• Tarefa a realizar:
Apresente as linhas de todas as entradas como uma lista numerada, sem as linhas em branco. Por favor, deixe as imagens de fora da resposta.

• Linhas de dados:
-----
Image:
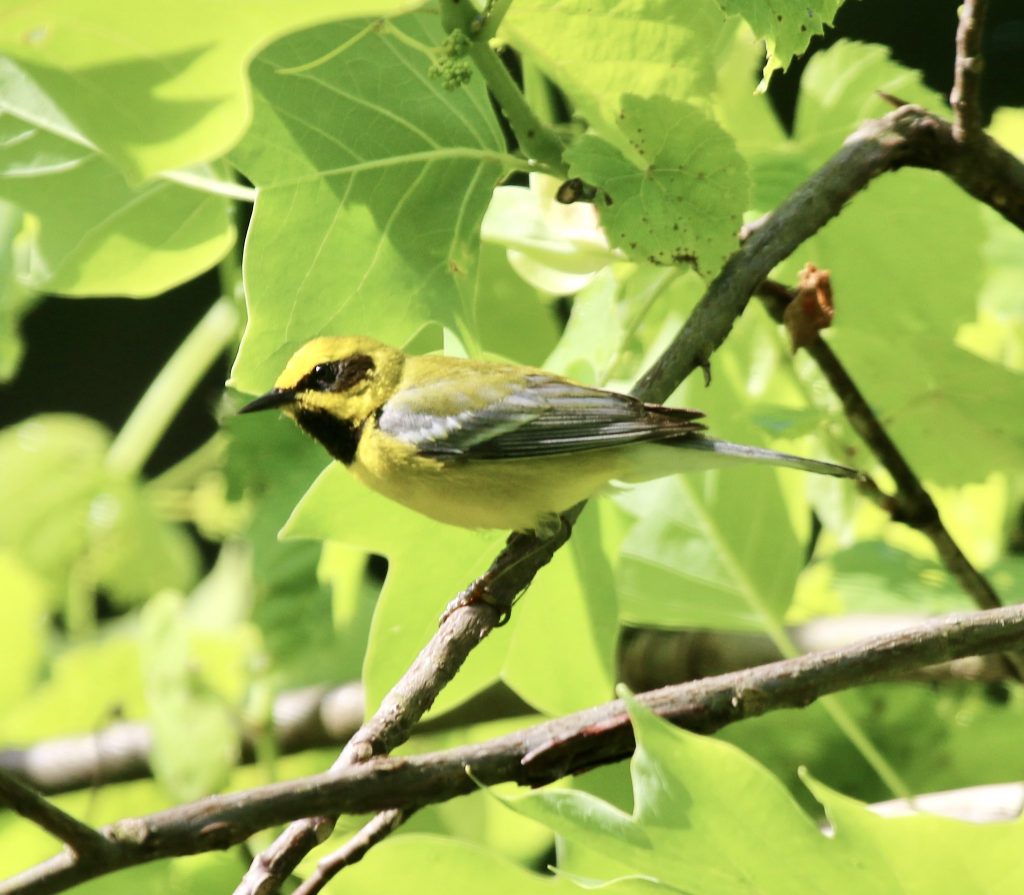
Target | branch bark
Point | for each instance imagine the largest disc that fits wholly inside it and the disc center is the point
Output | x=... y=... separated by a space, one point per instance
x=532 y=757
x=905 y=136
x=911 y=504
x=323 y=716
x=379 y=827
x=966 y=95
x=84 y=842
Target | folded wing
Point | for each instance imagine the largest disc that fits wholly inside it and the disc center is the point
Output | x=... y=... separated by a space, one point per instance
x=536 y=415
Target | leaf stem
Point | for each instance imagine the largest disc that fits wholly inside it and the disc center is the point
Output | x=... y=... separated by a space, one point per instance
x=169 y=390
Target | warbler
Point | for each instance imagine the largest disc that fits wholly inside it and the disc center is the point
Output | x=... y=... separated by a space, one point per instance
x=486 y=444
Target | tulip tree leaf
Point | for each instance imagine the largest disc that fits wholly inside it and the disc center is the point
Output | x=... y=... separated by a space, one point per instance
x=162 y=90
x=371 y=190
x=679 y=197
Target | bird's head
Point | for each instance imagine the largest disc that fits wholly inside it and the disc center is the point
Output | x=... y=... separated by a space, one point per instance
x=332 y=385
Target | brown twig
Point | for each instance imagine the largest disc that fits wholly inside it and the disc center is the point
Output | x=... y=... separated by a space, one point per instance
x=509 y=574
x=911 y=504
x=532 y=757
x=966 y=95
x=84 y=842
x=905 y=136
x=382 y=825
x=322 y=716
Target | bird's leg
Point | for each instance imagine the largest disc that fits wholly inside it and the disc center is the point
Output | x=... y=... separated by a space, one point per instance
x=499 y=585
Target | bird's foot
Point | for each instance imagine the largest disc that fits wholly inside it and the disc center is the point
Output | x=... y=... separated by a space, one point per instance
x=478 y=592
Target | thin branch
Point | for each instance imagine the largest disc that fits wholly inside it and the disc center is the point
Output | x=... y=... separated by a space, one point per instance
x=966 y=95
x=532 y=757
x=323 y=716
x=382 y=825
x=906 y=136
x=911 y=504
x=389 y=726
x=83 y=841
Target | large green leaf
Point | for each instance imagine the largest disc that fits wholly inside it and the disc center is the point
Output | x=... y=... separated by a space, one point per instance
-----
• Solução escrita:
1. Image:
2. Target | branch bark
3. Point | for each instance imagine the largest disc that fits wholly inside it and the disc center is the point
4. Output | x=... y=... separated by a space, one point per instance
5. x=532 y=757
6. x=905 y=136
7. x=911 y=504
8. x=323 y=716
9. x=379 y=827
10. x=966 y=95
11. x=84 y=842
12. Target | folded wing
13. Point | for each instance imagine the largest disc that fits wholly inside it and the disc center is the point
14. Output | x=... y=... separated by a space, one point per instance
15. x=536 y=415
16. Target | leaf stem
17. Point | for each instance imagine the largest disc that fits wholly inside it and the disc center is the point
18. Output | x=... y=... separated by a space, one point per instance
19. x=169 y=390
20. Target | warbler
21. Point | for each instance imagine the largest disc that fits wholly inside it and the disc center is the point
22. Output | x=... y=... separated by a space, one point per instance
23. x=486 y=444
24. Target | tulip tree leaf
25. Point | for each instance imagine the largest disc that fits wholly inside it and the disc center is the point
26. Output | x=... y=... separated by a space, one point per instance
27. x=162 y=90
28. x=371 y=190
29. x=679 y=197
30. Target | bird's head
31. Point | for each instance imagine the largest disc that fits wholly inside it and the disc center is the point
32. Output | x=... y=... separated by a space, one point per instance
33. x=332 y=385
34. Target | brown twig
35. Point | for each instance imagine the largest disc that fits wholly inside it and the disc center is the point
36. Output | x=... y=... separated by a space, one point per instance
37. x=509 y=574
38. x=911 y=504
39. x=532 y=757
40. x=966 y=95
41. x=84 y=842
42. x=905 y=136
43. x=382 y=825
44. x=322 y=716
45. Target | bird's leg
46. Point | for each instance imagine the largest disc that fits wholly inside it and the disc center is the point
47. Output | x=... y=... separated by a space, one point per instance
48. x=499 y=585
49. Target | bird's foot
50. Point | for each instance imagine the largest disc that fits wholly inside it and the disc center is the point
51. Output | x=... y=... separated by a space, one point per instance
52. x=478 y=592
53. Target | thin branch
54. Point | for each instance imagine the largest disc that fits wholly inside it and the disc center is the point
55. Output | x=... y=... separated by a space, one point per instance
56. x=966 y=95
57. x=532 y=757
58. x=323 y=716
59. x=382 y=825
60. x=906 y=136
61. x=911 y=504
62. x=389 y=726
63. x=83 y=841
64. Target | large green leaf
65. Point | for each instance imagine the largest disc that fits wholly inside it and the disc center is the point
66. Output | x=... y=... separated by a space, one point per instance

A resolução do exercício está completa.